今回は、Hedera Hashgraphのアジア統括責任者であるミアン・サミ氏にインタビューを行い、Hedera Hashgraphがどのように大企業に向けて分散型台帳を普及させていこうとしているのかを紐解いていきます。

本インタビューは全4部で構成されています。第4部では、Hedera Hashgraphのユースケースについてお伝えしていきます。

第3部がまだの方は、先に以下のリンクをご覧ください。

Hedera Hashgraph ミアン・サミ氏 インタビュー 第3部 - Hedera Hashgraphをビジネスに応用する利点とは
ブロックチェーンをはじめとする多くの分散型台帳は、ベンチャーコミュニティからDAppsが出ていき、次第に広まっていきます。一方で、Hedera Hashgraph(ヘデラ・ハッシュグラフ)は、暗号資産HBARを持ちながらも、全く逆となる大企...

第4部 – Hedera Hashgraphのユースケース

Hedera Hashgraphのユースケース

加藤:現在、Hedera Hashgraphではどのようなユースケースが出ていますか?ミアンさんが気になるものをいくつか紹介いただけますか。

ミアン:ユースケースは、Webサイトの Decentralized on Hedera から確認することができます。私が気になっているものをいくつか紹介します。

実際のユースケース

<分散型オラクル:Chainlink(チェーンリンク)>

ミアン:まずChainlinkです。Chainlinkは、Hedera Hashgraphの運営審議会メンバーにもなっています。

これはオラクルのサービスですが、実世界に起こっていることと分散型台帳で起こっている世界とをつなげるという役割があります。実物資産をNFTで扱う場合、例えばスニーカー、アート、ワインなどのコレクティブルの他に、それぞれ異なる金融資産もNFTにすることができます。

* * *

> [課題一覧]:
(1) 抜粋によると、ChainlinkはHedera Hashgraphの何のメンバーになっていますか。
(2) データ行のうち、先頭から「0,282 -> 583,350」を含む行までの範囲(両端を含む)を、クエリ1件につき1行の2列CSVに変換してください。列名は「クエリ」と「結果」とし、各値は引用符で囲んだ1フィールドに収めて改行はスペースに置き換え、画像は出力に含めないでください。

領域アノテーション項目:
* * *

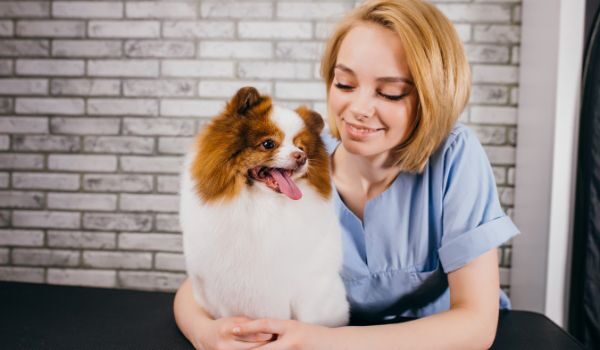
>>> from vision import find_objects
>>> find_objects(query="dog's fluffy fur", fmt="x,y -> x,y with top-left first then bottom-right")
180,87 -> 349,326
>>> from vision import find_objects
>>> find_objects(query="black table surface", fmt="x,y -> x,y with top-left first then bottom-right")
0,282 -> 583,350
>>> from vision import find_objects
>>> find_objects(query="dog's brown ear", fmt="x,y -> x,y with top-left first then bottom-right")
227,86 -> 261,114
296,106 -> 325,134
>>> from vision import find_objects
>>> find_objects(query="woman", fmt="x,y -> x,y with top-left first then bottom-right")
174,0 -> 518,349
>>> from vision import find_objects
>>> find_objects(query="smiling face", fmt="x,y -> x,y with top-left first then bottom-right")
328,23 -> 417,160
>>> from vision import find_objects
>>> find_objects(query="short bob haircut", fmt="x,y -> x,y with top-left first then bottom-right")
321,0 -> 471,172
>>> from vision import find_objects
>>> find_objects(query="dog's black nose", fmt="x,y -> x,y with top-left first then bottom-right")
292,151 -> 306,167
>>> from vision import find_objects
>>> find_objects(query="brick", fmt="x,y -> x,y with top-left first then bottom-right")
275,82 -> 326,100
125,40 -> 196,57
12,135 -> 81,152
48,268 -> 117,288
48,230 -> 117,249
119,271 -> 185,292
12,210 -> 81,228
275,41 -> 324,61
52,40 -> 123,58
15,98 -> 84,115
154,253 -> 185,271
82,251 -> 152,269
12,249 -> 79,266
161,60 -> 234,78
0,59 -> 13,75
88,21 -> 160,39
156,214 -> 181,232
83,213 -> 152,231
437,4 -> 511,23
163,21 -> 235,39
0,268 -> 44,283
465,44 -> 510,63
50,117 -> 120,135
121,156 -> 183,173
0,79 -> 48,95
0,39 -> 50,57
83,136 -> 154,154
0,153 -> 44,170
200,1 -> 273,19
83,174 -> 153,192
118,233 -> 182,252
238,21 -> 312,39
198,40 -> 273,59
469,85 -> 508,104
0,1 -> 50,18
0,116 -> 48,134
12,172 -> 79,191
469,125 -> 506,145
125,1 -> 196,19
471,106 -> 517,124
160,99 -> 225,117
48,193 -> 117,211
120,192 -> 179,212
472,64 -> 519,84
0,229 -> 44,247
0,21 -> 15,36
158,137 -> 194,154
48,154 -> 117,172
277,1 -> 352,20
483,146 -> 515,165
473,24 -> 521,44
123,79 -> 195,97
238,61 -> 312,79
123,118 -> 195,136
0,191 -> 44,209
52,1 -> 123,18
198,80 -> 272,98
16,59 -> 84,77
16,20 -> 85,38
50,79 -> 121,96
156,176 -> 179,193
88,60 -> 158,77
87,98 -> 158,116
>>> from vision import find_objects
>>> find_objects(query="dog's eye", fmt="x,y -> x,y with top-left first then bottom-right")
261,139 -> 275,149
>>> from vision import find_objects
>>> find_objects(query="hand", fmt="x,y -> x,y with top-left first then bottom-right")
192,317 -> 273,350
232,319 -> 331,350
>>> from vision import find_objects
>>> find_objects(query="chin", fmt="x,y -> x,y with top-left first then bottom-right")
179,87 -> 349,327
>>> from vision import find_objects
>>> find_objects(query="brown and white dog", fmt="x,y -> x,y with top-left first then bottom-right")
179,87 -> 349,326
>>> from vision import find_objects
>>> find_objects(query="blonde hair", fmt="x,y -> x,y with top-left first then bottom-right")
321,0 -> 471,172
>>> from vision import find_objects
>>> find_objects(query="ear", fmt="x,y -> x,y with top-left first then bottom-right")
227,86 -> 261,114
296,106 -> 325,134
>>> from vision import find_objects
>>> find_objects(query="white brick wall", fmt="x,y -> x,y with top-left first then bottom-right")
0,0 -> 521,290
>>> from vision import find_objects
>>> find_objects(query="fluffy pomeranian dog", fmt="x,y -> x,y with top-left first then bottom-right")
180,87 -> 349,327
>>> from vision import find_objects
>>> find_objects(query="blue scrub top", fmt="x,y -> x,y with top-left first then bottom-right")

* * *

> [課題の解答]:
(1) 運営審議会のメンバーです。

(2)
クエリ,結果
">>> from vision import find_objects >>> find_objects(query=""dog's fluffy fur"", fmt=""x,y -> x,y with top-left first then bottom-right"")","180,87 -> 349,326"
">>> from vision import find_objects >>> find_objects(query=""black table surface"", fmt=""x,y -> x,y with top-left first then bottom-right"")","0,282 -> 583,350"